Excerpts from a point labeling dataset

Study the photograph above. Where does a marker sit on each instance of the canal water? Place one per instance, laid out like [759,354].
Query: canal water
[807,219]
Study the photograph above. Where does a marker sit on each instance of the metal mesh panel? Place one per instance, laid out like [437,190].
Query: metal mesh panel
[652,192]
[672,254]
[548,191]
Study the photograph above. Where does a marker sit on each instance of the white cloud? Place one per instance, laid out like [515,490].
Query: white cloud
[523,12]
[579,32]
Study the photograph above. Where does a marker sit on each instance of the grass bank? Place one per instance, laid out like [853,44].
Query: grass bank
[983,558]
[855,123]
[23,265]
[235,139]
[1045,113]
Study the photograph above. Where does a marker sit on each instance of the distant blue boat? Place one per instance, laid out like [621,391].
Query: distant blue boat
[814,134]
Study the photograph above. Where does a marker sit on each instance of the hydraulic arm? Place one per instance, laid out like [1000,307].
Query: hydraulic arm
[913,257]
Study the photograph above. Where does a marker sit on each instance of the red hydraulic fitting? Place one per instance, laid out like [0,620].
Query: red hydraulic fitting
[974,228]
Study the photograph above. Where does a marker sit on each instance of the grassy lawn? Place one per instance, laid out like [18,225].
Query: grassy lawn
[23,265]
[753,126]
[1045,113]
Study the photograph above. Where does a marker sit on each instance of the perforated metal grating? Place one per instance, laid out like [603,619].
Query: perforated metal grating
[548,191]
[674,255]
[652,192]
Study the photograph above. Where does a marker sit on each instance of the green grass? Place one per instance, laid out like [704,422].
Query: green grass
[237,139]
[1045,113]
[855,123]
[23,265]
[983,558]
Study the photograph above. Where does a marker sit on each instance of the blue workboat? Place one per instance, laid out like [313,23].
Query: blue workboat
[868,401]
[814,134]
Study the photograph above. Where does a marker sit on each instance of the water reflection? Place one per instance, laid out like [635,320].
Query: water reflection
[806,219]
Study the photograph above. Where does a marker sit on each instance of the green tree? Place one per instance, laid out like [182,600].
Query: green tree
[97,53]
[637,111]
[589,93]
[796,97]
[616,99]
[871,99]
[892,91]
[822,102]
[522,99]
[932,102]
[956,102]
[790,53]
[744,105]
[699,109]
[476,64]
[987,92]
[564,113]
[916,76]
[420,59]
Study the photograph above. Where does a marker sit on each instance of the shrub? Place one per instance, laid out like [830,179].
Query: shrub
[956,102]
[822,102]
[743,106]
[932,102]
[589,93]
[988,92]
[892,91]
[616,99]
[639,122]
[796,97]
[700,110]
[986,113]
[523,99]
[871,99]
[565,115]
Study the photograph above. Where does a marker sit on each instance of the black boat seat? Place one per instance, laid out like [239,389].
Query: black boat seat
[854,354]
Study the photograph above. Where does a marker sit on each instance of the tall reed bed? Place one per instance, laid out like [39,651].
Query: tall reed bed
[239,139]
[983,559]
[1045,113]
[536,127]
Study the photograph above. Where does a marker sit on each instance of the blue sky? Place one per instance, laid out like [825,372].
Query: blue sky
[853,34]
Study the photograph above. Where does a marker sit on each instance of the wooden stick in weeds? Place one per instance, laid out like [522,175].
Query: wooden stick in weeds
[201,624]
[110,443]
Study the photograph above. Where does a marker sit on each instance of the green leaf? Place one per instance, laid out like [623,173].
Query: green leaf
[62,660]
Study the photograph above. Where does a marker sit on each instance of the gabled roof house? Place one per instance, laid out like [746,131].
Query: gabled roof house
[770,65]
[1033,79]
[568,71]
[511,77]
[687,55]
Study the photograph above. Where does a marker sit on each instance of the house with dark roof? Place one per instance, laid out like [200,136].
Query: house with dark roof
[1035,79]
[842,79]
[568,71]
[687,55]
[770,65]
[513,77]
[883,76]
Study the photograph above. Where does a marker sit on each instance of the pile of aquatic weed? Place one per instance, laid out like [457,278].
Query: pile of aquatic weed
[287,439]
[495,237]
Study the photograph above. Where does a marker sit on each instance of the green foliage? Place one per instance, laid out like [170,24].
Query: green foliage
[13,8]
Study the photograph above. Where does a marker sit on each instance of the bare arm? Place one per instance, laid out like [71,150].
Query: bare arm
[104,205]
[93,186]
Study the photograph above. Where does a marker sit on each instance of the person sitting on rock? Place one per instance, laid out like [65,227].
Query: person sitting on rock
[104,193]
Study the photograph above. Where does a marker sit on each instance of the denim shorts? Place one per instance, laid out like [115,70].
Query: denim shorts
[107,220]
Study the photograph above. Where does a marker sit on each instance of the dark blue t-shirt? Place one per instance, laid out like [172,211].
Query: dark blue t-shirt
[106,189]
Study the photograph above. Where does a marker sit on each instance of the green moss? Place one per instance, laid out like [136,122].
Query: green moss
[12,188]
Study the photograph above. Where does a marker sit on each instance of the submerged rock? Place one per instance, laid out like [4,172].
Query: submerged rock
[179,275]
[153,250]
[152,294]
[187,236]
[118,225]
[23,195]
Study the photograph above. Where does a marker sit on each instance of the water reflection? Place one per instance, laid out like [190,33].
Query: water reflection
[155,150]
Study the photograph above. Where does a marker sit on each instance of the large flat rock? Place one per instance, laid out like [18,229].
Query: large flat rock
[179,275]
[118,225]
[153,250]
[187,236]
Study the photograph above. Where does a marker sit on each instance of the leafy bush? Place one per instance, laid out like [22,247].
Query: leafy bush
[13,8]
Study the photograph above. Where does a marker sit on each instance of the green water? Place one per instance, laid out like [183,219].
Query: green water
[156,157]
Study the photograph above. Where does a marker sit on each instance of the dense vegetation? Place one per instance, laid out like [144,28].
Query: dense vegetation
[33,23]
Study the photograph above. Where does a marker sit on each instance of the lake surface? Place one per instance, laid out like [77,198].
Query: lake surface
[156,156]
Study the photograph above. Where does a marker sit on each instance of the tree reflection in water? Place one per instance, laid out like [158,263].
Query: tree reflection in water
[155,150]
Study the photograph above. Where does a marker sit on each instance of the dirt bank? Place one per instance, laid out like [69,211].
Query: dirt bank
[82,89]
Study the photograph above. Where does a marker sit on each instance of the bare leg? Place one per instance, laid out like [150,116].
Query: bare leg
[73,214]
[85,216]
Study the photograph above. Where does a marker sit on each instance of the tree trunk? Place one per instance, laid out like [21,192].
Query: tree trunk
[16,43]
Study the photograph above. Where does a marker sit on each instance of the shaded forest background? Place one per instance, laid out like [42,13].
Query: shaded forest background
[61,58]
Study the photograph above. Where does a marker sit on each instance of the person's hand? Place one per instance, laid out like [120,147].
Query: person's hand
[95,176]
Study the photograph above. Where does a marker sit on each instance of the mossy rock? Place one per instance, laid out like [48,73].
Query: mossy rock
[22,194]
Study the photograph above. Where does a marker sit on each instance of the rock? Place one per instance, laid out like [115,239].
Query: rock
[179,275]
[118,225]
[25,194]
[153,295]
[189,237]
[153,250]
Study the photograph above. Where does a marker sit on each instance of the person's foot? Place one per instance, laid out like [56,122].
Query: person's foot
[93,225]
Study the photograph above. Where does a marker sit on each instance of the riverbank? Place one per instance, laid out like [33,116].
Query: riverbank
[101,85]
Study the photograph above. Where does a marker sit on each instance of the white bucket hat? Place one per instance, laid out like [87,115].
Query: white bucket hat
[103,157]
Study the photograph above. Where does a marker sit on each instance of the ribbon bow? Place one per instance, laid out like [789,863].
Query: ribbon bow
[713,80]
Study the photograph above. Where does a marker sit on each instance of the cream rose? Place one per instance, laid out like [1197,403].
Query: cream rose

Required work
Substitute "pin" for "marker" everywhere in the records above, and reproduce them with nothing else changed.

Solution for this problem
Study the photograph above. Where does a pin sit on each instance of the canal water? Place one per instance, laid out like [759,354].
Query: canal water
[807,219]
Study the photograph above. Where does a pin sit on each instance of the metal mesh panel? Place one per instance, laid out like [437,190].
Query: metal mesh panel
[652,192]
[672,254]
[548,191]
Study the photograph above. Where does a pin sit on each instance of the white cloud? Place one per instance, laid out like [515,490].
Query: white cloud
[523,12]
[579,32]
Study the photograph above. Where does a pin sit on each instance of the grass bank? Place one per instance, laid out like [853,44].
Query: grass bank
[983,558]
[855,123]
[23,265]
[235,139]
[1045,113]
Study the photograph above. Where does a pin sit on each instance of the distant blue boat? Place one per instance, laid out like [621,391].
Query: distant blue boat
[814,134]
Study the photograph above. Where does a pin sit on each instance of the hydraulic arm? Place one per instance, laid out like [1000,307].
Query: hydraulic arm
[913,257]
Study the photograph above. Where does a pin sit on each instance of the red hydraulic fitting? Place one per instance, laid out like [0,620].
Query: red hydraulic fitting
[974,228]
Study the photograph above. Where does a pin sit on each instance of the grassy lawn? Place one per instance, laid out like [18,225].
Query: grassy lawn
[23,265]
[753,126]
[1045,113]
Study the photograph above. Where does a pin sit on each instance of the perforated metal grating? Place one per instance, laid out like [603,619].
Query: perforated metal grating
[548,191]
[674,255]
[652,192]
Study the photograph above. Where does a pin sit on each instance of the green grass? Place one per instance, laid out like [704,422].
Query: green grass
[237,139]
[1045,113]
[855,123]
[23,265]
[983,558]
Study the photograph above. Where does a pin sit on each instance of the blue workboat? Place one per instance, laid out like [313,23].
Query: blue workboat
[868,401]
[814,134]
Study the photograph above. Where does a pin sit on each instance of the water reflection? Place one per instance, laid out like [635,320].
Query: water reflection
[806,219]
Study the photograph above. Where does a pin sit on each instance of the green tree? Place one per instance, laid out like [182,600].
Query: green tree
[97,53]
[637,111]
[589,93]
[796,97]
[616,99]
[871,99]
[892,91]
[822,102]
[522,99]
[932,102]
[956,102]
[790,53]
[744,105]
[699,109]
[476,64]
[987,92]
[564,113]
[916,76]
[420,59]
Study the photograph above. Where does a pin sit on each instance of the shrub? Place one per instance, laid out like [830,179].
Query: shrub
[956,102]
[822,102]
[743,106]
[932,102]
[589,93]
[988,92]
[892,91]
[616,99]
[639,122]
[796,97]
[700,110]
[986,113]
[523,99]
[871,99]
[565,115]
Study the photograph above. Where does a pin sit on each instance of the black boat seat? Place one per instance, laid out like [239,389].
Query: black boat seat
[854,354]
Study the photograph above. Where does a pin sit on each instance of the tall reed bed? Place one per instance, laid out like [39,651].
Query: tall reed bed
[239,139]
[983,559]
[1045,113]
[536,127]
Study the photograph above. Where does a pin sit on each instance of the blue sky? Place one per instance, laid out like [825,372].
Query: blue sky
[853,34]
Study the photograph above. Where does a pin sit on each instance of the wooden stick in weeds? Place one per instance, laid out like [522,175].
Query: wooden stick in weeds
[201,624]
[110,443]
Study the photograph above. Where does a pin sit on each instance of the green leaf? Place one per instance, laid out like [623,173].
Query: green leaf
[62,660]
Study the photograph above. Where does a pin sit on each instance of the gabled roof house? Place one per instance, laid out like [746,131].
Query: gabled roof house
[770,65]
[1033,79]
[568,71]
[511,77]
[687,55]
Study the photograph above. Where does a pin sit on each instance of the house with dark roof? Place one per instance, laid out like [200,136].
Query: house with dark roof
[1035,79]
[842,79]
[568,71]
[687,55]
[770,65]
[513,77]
[883,76]
Study the photograph above. Where does a pin sit on each instance of the pile of aquatic weed? Place one per instance, laid out like [457,278].
Query: pile of aquatic weed
[287,439]
[495,237]
Study the photograph above. Where does a pin sit on each instance of the green foliage? Place one per instance, laid out like [170,24].
Query: green foliage
[13,8]
Study the photograph above. Where does a pin sit on each instance of the bare arm? Place one per instance, laid out like [71,150].
Query: bare arm
[104,205]
[93,186]
Study the photograph above. Where does a pin sit on each instance of the person sitting on rock? Place one per instance, laid out like [65,227].
Query: person sitting on rock
[104,193]
Study the photograph above. Where does a pin sit on each instance of the denim shorts? Place one per instance, laid out like [115,70].
Query: denim shorts
[107,220]
Study the photograph above. Where does a pin sit on each instance of the dark blue t-shirt? Place one per instance, laid out like [172,211].
Query: dark blue t-shirt
[106,189]
Study the photograph above. Where does a pin sit on each instance of the green moss? Place one per instance, laid out like [136,122].
Query: green moss
[12,188]
Study the photograph above. Where does a pin sit on each instance of the submerged rock? Place one per instance, laid out like [4,172].
Query: submerged rock
[179,275]
[153,250]
[152,294]
[187,236]
[118,225]
[23,195]
Study the photograph above. Where does a pin sit on each instance of the water reflection? Place one per instance, laid out like [190,33].
Query: water reflection
[155,150]
Study the photograph above. Where does a pin sit on each instance of the large flat rock? Place one per instance, laid out like [18,229].
Query: large flat rock
[179,275]
[118,225]
[153,250]
[187,236]
Study the photograph above. Where does a pin sit on each instance of the leafy bush? Place one per instance, laid out like [22,247].
Query: leafy bush
[13,8]
Study the photograph above. Where does a pin sit on each instance of the green water? Place one per instance, laid out like [183,219].
Query: green water
[156,157]
Study the photograph above. Where does a pin sit on each instance of the dense vegetation? Place one per instance, laid out like [144,28].
Query: dense vegetation
[33,23]
Study the photograph above. Where does a pin sit on each instance of the lake surface? Place one per instance, laid out like [77,198].
Query: lake surface
[156,156]
Study the photograph above. Where does a pin sit on each instance of the tree reflection in water? Place one per instance, laid out like [158,263].
Query: tree reflection in water
[155,150]
Study the photograph above. Where does a pin sit on each instance of the dirt bank? Place one per instance, laid out like [69,211].
Query: dirt bank
[82,89]
Study the photograph above. Where does a pin sit on each instance of the bare leg? Place one per instance, laid out like [150,116].
Query: bare leg
[73,214]
[85,216]
Study the photograph above. Where does a pin sit on each instance of the tree trunk? Place one per instance, laid out like [21,192].
Query: tree trunk
[16,43]
Study the photograph above. Where does a pin sit on each instance of the shaded forest background? Place one per instance, laid out like [42,13].
Query: shaded forest background
[61,58]
Study the photograph above. Where does a pin sit on each instance of the person's hand? Place one per instance, laid out like [120,147].
Query: person's hand
[95,176]
Study the photograph above. Where does a pin sit on each instance of the mossy rock? Place one per instance, laid out like [48,73].
Query: mossy rock
[22,194]
Study the photograph above. Where does a pin sit on each instance of the rock? Place one per instance, laid out like [115,239].
Query: rock
[179,275]
[118,225]
[25,194]
[153,295]
[189,237]
[153,250]
Study the photograph above. Where does a pin sit on each instance of the person's foot? Place one per instance, laid out like [56,122].
Query: person's foot
[93,225]
Study the photograph above. Where does a pin sit on each instance of the riverbank? Place one per instance, laid out like [33,116].
Query: riverbank
[101,85]
Study the photograph above. Where does a pin sit on each instance of the white bucket hat? Place one per instance, laid out like [87,115].
Query: white bucket hat
[103,157]
Study the photograph above. Where does a pin sit on each instance of the ribbon bow? Place one per instance, laid out like [789,863].
Query: ribbon bow
[713,80]
Study the photograph above. Where does a pin sit on each instance of the cream rose? Place one per instance, laid out like [1197,403].
Query: cream rose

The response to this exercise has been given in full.